• Work to be completed:
Could you find every line in the entries below that holds the word "with" and copy it?

• Material shown:
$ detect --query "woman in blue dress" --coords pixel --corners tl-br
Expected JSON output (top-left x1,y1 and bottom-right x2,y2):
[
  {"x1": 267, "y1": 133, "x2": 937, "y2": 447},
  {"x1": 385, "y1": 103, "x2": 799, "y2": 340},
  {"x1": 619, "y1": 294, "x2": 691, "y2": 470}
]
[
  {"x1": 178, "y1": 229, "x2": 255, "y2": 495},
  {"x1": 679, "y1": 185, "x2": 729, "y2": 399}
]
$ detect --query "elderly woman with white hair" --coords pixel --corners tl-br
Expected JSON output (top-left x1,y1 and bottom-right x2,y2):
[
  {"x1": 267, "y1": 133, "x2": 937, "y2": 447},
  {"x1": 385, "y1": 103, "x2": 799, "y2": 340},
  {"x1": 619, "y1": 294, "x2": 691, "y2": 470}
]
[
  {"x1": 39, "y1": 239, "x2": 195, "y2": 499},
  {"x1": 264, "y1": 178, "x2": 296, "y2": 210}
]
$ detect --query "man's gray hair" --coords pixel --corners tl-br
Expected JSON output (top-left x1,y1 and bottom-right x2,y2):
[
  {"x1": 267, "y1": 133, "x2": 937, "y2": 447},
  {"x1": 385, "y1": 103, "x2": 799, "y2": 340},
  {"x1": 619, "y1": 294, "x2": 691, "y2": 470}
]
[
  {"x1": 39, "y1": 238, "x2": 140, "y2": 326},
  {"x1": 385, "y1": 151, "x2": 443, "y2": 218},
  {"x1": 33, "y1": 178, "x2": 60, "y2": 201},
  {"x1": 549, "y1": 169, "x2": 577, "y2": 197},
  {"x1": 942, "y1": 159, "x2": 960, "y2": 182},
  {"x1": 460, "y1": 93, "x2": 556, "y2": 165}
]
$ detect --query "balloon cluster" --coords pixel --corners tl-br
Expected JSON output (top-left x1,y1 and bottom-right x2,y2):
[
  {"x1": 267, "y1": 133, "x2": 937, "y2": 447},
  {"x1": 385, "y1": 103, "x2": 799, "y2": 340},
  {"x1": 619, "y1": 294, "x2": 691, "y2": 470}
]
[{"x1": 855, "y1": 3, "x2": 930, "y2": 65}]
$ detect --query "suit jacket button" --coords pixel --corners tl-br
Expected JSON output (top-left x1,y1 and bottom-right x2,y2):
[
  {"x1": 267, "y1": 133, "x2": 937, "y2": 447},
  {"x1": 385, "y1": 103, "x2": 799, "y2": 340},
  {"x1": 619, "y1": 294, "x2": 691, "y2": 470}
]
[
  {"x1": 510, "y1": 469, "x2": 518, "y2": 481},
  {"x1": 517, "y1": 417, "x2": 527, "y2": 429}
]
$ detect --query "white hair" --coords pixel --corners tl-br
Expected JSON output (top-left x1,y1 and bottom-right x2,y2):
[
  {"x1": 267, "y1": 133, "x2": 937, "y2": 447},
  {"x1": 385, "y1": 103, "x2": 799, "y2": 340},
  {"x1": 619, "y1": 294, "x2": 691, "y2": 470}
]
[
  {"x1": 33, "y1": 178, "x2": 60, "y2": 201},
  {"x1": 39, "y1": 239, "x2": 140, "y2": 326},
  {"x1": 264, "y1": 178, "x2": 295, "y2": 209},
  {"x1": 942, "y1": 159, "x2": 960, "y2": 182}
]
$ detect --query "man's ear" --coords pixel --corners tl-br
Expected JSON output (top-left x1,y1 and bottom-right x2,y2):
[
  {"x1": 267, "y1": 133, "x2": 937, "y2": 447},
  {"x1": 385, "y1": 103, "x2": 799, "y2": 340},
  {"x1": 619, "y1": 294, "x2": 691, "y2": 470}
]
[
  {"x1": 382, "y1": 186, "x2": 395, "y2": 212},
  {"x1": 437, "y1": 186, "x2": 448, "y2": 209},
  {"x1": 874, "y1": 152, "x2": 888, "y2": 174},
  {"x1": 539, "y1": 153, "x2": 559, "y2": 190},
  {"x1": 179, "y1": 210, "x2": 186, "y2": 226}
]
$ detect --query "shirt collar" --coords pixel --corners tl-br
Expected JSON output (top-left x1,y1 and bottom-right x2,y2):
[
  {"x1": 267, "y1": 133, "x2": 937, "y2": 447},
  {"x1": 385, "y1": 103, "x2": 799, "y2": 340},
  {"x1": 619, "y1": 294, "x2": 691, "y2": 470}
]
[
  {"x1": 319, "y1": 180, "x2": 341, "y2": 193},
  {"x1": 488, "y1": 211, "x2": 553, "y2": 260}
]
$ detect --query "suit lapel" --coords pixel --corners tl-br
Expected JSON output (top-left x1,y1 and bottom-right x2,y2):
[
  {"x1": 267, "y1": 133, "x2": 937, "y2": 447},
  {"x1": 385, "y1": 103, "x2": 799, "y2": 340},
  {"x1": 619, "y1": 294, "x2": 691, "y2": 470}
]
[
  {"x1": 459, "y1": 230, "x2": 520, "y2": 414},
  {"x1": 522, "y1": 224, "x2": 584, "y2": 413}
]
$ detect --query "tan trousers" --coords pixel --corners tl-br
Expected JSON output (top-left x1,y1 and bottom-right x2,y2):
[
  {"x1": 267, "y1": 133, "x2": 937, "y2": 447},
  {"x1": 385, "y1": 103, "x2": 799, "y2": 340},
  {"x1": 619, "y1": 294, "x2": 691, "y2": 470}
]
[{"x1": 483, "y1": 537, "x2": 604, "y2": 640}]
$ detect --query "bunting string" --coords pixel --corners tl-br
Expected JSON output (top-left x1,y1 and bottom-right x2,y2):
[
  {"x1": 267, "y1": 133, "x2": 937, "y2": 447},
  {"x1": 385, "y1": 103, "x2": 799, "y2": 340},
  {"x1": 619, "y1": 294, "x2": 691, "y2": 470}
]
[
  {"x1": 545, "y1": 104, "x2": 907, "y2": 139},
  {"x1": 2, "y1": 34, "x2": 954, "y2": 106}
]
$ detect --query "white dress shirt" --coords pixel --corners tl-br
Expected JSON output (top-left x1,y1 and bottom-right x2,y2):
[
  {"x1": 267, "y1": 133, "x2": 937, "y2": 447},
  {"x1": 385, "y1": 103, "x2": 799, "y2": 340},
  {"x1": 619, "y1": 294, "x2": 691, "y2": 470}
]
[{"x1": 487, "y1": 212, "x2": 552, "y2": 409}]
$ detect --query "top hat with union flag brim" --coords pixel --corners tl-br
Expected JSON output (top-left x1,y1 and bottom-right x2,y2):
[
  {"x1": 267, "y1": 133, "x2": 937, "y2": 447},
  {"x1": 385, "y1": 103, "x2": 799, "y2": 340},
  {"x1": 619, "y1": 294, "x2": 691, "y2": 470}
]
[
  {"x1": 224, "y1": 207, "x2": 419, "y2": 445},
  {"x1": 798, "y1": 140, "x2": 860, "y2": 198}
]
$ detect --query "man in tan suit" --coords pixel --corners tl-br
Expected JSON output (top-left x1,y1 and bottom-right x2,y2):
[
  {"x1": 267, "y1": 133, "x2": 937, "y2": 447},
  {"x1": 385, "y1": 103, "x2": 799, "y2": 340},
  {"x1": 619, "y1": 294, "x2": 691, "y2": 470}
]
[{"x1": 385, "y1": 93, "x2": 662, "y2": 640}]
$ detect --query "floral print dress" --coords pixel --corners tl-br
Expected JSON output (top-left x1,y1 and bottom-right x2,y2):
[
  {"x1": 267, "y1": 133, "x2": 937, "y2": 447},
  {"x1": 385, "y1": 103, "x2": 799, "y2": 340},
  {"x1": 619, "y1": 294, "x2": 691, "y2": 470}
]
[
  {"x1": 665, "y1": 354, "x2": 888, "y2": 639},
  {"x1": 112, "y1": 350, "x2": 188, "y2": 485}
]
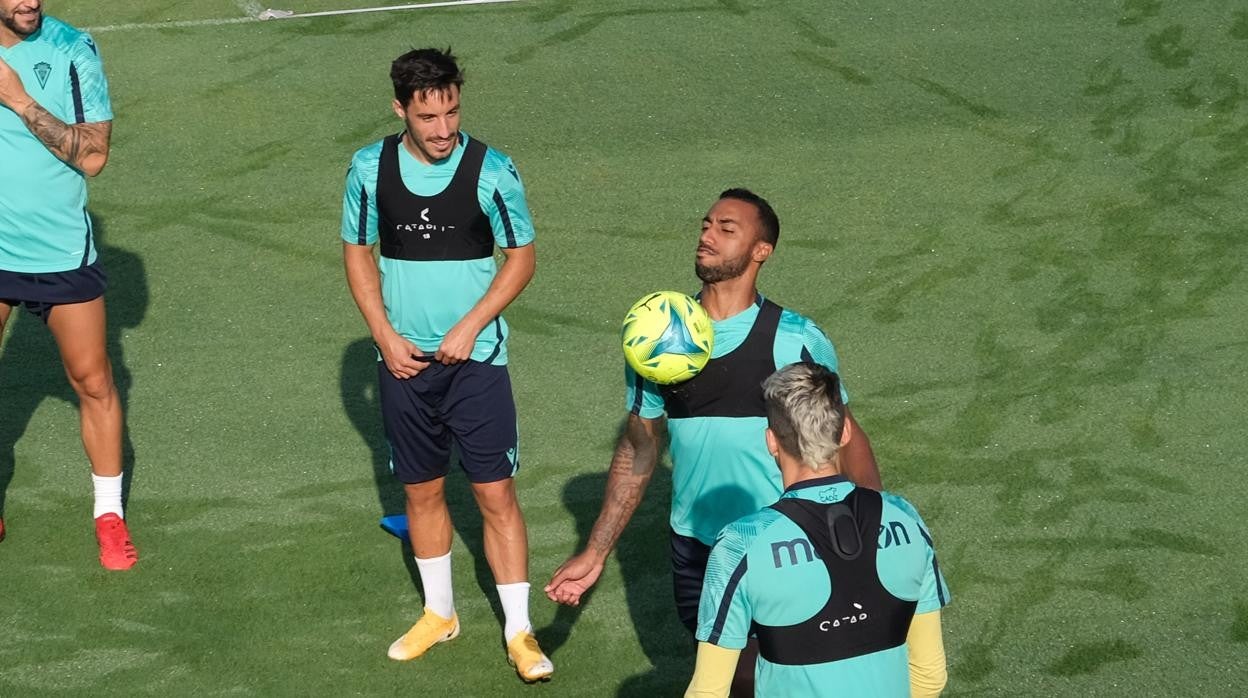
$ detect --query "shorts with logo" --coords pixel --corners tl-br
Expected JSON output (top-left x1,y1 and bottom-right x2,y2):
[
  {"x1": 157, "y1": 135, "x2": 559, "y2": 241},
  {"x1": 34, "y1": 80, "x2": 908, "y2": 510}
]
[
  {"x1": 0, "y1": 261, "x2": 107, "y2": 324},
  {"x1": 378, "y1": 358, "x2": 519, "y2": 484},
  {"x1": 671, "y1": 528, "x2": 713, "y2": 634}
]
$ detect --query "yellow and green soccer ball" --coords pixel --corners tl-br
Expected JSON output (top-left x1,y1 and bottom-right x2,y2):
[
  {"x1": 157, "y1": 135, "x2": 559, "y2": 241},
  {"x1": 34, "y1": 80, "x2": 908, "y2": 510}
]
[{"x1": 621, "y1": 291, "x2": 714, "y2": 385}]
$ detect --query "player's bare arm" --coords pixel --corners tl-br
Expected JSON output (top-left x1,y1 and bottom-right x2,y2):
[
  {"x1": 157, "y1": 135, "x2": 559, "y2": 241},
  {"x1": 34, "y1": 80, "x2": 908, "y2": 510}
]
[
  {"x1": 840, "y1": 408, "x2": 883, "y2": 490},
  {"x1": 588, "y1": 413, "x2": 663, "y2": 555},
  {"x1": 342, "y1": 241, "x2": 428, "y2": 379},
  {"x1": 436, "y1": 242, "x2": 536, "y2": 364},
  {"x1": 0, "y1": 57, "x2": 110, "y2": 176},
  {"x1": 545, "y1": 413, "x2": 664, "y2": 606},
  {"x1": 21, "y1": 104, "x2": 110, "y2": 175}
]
...
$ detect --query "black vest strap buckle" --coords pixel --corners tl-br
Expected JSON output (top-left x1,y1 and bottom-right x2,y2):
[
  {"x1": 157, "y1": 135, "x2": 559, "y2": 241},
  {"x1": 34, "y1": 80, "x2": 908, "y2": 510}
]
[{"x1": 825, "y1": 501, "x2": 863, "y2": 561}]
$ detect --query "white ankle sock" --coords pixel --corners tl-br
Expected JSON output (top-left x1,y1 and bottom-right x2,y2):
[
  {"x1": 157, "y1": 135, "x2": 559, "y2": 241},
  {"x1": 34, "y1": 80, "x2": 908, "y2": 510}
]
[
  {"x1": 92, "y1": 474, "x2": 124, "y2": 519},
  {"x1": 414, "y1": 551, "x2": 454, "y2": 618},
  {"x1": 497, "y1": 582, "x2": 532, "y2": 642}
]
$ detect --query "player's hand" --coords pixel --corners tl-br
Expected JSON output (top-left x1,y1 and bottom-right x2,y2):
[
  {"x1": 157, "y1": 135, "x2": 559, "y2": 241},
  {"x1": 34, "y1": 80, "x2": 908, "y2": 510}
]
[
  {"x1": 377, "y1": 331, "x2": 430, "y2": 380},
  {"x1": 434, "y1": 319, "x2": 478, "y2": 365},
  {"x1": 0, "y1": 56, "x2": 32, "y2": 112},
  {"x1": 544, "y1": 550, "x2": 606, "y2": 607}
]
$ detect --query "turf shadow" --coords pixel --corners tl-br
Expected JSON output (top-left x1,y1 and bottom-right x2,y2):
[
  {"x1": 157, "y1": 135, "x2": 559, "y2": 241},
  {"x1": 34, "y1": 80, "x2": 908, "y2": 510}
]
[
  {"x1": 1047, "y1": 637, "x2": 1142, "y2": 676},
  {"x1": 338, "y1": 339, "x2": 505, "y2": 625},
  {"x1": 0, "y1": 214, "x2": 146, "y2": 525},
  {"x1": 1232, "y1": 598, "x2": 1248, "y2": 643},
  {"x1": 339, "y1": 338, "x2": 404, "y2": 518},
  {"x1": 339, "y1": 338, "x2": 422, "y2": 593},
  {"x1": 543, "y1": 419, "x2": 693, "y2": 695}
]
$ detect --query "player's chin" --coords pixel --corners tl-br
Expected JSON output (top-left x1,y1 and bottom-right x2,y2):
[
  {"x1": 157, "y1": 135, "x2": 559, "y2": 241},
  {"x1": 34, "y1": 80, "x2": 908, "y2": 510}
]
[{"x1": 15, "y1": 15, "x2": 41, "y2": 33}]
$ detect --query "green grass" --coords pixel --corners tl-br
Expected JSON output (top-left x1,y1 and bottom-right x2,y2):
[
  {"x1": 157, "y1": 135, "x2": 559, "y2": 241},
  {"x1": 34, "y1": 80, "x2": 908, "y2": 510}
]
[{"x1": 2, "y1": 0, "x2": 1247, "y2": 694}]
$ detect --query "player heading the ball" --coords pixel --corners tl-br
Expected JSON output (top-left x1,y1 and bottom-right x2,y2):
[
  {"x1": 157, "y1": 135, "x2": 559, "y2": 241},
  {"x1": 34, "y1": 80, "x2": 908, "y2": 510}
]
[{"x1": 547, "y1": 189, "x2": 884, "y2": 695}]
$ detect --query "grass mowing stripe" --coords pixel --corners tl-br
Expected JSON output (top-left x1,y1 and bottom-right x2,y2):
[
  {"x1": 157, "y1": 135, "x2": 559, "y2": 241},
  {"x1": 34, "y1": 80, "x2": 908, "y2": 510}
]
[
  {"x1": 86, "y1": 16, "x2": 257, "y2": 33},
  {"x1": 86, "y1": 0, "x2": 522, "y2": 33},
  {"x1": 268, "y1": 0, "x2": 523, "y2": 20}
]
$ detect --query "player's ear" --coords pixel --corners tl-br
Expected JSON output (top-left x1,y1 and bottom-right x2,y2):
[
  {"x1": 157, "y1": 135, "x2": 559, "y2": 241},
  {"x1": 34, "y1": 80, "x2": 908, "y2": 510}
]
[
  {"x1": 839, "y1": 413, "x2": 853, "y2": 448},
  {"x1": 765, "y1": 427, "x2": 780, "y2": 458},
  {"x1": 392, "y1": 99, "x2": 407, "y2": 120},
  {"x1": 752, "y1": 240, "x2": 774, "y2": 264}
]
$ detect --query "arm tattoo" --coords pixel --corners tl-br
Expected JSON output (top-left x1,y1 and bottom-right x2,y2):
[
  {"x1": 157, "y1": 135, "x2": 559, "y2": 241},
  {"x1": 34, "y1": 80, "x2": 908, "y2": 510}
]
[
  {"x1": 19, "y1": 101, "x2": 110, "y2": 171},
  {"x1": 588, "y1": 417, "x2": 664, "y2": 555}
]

• Worked solution:
$ detect --query "elderly woman with white hair" --coords pixel --corners tl-br
$ detect --query "top hat with union flag brim" --coords pixel --corners tl-br
$ detect --query "shorts with logo" --coords pixel --corners tl-br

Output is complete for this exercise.